Copy word for word the lines from the start of the records through the line that contains "negative clicks: (755, 734)", both included.

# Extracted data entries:

>>>

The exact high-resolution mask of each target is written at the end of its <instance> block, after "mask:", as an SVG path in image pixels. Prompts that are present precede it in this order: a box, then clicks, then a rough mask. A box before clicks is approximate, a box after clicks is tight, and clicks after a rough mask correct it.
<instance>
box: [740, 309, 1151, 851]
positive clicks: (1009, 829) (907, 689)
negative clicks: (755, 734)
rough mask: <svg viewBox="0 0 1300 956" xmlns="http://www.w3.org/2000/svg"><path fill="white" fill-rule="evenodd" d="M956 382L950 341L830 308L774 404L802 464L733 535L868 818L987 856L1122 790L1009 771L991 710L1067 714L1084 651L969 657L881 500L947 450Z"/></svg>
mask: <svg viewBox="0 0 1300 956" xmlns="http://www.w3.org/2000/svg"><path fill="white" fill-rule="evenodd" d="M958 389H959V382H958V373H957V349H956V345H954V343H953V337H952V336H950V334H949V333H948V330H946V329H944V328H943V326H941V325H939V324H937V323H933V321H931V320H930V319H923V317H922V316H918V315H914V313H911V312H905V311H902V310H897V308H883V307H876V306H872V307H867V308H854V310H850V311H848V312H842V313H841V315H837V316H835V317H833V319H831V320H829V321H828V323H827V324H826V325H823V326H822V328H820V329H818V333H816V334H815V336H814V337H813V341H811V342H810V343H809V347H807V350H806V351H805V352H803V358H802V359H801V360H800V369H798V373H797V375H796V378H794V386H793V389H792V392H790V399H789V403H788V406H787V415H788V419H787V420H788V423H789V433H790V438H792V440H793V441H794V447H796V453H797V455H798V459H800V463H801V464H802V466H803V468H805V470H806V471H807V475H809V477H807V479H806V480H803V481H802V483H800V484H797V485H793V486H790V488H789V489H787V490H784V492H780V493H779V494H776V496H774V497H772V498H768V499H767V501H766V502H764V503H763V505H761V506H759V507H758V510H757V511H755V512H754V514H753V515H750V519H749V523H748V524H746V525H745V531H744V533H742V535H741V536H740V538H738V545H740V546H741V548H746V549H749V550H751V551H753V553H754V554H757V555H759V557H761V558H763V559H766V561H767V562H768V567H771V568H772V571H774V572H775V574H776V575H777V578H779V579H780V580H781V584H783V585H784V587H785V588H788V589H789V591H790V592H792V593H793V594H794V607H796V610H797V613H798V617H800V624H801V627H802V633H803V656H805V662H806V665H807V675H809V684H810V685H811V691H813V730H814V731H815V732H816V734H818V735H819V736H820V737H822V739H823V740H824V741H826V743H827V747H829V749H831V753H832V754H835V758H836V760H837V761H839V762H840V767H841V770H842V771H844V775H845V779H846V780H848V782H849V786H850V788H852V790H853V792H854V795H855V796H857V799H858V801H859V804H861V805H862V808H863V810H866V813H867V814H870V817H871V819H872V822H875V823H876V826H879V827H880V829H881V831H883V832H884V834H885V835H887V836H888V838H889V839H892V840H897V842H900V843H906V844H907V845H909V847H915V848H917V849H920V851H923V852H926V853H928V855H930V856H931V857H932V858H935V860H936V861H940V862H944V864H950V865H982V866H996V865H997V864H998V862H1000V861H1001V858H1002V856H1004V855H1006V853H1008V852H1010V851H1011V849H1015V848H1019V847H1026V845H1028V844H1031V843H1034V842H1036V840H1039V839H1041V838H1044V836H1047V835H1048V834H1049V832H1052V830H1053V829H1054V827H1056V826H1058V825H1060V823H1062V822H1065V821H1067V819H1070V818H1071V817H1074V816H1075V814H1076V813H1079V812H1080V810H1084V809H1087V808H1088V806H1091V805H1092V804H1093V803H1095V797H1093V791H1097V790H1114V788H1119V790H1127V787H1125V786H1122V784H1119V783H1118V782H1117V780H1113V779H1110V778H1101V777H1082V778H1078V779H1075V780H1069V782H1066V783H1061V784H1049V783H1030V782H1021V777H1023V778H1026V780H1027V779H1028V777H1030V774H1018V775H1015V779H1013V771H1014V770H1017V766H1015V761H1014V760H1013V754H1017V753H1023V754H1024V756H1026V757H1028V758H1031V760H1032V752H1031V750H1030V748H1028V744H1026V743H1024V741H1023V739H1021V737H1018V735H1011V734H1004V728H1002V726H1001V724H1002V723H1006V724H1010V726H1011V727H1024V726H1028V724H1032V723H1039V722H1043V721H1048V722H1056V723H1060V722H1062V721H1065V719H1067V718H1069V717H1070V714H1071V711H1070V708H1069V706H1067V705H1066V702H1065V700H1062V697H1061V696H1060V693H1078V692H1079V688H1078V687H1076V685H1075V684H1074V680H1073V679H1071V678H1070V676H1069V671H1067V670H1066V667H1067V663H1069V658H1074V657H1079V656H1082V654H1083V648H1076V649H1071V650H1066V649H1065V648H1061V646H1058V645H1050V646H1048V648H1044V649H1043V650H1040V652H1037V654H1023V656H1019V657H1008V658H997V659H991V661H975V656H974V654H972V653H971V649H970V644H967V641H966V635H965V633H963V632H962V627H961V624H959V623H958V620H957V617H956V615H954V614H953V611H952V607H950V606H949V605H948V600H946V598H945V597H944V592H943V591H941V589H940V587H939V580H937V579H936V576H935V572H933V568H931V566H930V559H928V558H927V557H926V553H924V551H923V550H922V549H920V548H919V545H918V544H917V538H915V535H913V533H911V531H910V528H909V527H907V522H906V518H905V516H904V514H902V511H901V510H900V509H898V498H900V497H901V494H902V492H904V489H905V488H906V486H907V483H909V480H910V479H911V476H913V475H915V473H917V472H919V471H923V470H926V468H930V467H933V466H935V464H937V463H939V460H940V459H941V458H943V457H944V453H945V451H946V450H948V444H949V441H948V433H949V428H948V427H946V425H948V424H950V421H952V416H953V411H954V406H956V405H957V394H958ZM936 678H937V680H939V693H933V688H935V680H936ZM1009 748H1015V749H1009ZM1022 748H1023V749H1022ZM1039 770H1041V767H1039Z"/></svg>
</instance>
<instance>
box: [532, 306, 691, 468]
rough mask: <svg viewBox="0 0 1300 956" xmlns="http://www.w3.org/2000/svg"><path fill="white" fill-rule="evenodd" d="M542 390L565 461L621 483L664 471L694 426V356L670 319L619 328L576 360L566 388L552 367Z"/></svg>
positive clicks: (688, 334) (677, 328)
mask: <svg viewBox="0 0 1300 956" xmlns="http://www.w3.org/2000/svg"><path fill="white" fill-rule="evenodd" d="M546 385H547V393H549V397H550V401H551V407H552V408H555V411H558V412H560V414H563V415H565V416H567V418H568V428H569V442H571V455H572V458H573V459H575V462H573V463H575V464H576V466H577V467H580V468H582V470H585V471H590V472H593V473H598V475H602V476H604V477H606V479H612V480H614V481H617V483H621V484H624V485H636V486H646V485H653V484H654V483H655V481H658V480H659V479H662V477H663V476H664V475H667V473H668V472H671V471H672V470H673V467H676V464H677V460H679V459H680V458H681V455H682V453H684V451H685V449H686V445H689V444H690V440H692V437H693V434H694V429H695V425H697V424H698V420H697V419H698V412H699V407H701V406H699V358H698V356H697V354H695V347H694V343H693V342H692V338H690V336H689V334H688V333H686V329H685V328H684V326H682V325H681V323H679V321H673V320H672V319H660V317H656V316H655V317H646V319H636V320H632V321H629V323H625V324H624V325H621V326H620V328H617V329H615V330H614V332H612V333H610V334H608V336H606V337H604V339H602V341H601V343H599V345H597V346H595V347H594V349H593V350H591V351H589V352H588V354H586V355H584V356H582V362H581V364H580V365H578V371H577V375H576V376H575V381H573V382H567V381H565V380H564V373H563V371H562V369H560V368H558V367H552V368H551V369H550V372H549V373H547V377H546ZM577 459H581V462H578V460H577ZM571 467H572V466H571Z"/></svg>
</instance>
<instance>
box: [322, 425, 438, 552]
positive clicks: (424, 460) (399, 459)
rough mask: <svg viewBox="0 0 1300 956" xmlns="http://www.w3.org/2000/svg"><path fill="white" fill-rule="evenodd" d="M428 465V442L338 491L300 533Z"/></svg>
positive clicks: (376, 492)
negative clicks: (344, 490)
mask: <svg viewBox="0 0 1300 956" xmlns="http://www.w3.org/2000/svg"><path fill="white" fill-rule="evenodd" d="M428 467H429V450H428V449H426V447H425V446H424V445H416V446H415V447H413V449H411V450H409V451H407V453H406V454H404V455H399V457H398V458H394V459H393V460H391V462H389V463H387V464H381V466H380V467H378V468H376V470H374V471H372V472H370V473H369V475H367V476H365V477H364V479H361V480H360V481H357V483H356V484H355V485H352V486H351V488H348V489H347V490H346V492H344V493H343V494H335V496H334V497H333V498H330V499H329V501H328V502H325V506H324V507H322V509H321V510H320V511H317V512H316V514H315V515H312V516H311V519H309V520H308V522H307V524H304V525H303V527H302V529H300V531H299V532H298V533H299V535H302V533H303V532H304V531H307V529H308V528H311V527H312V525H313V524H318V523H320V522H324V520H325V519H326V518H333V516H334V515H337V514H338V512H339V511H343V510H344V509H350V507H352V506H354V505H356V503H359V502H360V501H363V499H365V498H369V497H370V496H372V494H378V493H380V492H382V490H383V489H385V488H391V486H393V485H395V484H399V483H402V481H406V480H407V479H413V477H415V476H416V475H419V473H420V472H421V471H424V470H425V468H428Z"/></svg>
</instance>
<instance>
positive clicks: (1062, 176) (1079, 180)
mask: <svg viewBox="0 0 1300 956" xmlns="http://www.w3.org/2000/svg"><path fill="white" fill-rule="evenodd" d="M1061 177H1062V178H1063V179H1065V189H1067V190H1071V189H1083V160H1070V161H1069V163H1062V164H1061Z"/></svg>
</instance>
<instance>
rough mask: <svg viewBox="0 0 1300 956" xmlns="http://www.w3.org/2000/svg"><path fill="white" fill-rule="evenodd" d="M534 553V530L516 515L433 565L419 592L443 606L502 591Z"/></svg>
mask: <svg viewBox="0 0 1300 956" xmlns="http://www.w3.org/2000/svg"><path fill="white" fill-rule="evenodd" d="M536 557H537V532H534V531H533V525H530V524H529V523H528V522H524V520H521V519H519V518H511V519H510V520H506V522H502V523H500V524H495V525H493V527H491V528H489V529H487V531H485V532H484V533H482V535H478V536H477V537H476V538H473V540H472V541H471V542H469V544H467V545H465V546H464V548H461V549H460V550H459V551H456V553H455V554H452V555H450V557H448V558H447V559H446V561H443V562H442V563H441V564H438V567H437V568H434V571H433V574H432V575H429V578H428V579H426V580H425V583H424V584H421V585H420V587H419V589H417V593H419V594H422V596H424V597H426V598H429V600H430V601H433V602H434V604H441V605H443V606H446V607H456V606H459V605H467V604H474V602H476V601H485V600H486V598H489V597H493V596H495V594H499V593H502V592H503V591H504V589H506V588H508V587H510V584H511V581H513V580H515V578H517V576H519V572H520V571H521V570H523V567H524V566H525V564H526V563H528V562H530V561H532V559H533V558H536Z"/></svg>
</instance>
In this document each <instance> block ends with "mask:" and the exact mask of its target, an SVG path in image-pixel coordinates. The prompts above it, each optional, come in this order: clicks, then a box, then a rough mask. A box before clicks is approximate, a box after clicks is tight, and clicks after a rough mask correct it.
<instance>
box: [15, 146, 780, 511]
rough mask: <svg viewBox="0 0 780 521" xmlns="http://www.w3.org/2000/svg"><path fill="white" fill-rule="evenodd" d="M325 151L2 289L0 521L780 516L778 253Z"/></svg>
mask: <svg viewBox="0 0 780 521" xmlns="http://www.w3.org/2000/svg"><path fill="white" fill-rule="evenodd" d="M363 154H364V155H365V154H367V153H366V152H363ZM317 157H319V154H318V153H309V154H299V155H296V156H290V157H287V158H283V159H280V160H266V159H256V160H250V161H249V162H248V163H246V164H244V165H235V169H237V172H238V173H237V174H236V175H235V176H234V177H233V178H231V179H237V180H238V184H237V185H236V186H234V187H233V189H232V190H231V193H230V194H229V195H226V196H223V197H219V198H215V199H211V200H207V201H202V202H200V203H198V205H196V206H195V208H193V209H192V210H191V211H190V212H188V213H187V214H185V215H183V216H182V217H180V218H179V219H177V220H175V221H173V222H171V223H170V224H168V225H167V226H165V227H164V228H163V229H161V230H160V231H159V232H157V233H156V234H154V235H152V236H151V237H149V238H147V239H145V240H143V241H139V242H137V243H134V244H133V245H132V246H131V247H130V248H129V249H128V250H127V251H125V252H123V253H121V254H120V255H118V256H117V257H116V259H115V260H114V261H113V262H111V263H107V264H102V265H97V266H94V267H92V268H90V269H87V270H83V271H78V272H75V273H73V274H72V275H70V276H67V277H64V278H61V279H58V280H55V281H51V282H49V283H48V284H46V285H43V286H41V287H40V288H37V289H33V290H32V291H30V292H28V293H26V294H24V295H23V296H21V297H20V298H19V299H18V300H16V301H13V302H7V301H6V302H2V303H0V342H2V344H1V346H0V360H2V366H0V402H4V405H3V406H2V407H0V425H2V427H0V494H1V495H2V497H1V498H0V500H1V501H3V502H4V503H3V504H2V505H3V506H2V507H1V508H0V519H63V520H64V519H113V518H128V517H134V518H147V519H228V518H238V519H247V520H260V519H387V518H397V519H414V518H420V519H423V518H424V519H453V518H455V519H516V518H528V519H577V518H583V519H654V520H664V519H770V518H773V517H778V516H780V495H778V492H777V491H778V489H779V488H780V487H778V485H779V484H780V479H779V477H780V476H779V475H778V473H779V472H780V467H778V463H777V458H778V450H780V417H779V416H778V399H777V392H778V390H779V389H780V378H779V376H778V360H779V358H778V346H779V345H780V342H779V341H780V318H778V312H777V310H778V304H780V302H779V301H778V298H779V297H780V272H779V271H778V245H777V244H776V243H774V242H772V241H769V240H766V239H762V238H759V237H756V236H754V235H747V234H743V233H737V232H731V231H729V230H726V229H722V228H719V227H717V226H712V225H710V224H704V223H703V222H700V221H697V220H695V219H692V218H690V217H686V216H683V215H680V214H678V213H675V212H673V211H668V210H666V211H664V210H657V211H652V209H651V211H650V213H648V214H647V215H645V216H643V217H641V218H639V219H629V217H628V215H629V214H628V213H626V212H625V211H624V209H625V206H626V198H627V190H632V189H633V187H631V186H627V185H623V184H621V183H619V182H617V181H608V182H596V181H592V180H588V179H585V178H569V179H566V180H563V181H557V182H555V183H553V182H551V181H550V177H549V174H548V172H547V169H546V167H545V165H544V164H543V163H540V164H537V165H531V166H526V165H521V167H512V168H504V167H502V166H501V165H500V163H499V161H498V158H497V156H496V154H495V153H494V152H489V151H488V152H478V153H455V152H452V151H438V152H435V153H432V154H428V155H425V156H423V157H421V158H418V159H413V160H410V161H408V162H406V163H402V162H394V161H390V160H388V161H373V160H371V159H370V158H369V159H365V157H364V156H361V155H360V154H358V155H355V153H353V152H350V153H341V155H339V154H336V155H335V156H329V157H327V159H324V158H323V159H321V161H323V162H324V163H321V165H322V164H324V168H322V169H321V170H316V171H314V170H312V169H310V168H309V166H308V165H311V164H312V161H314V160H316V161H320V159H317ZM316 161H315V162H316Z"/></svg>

<<<

# Finished exercise:
The exact high-resolution mask of each target is written at the end of its <instance> block, after "mask:", as an SVG path in image pixels. Prompts that are present precede it in this order: a box, then clicks, then a rough mask. A box before clicks is approximate, a box after clicks is tight, and clicks after a rough mask correct it.
<instance>
box: [740, 309, 1151, 851]
positive clicks: (1009, 829) (907, 689)
negative clicks: (755, 734)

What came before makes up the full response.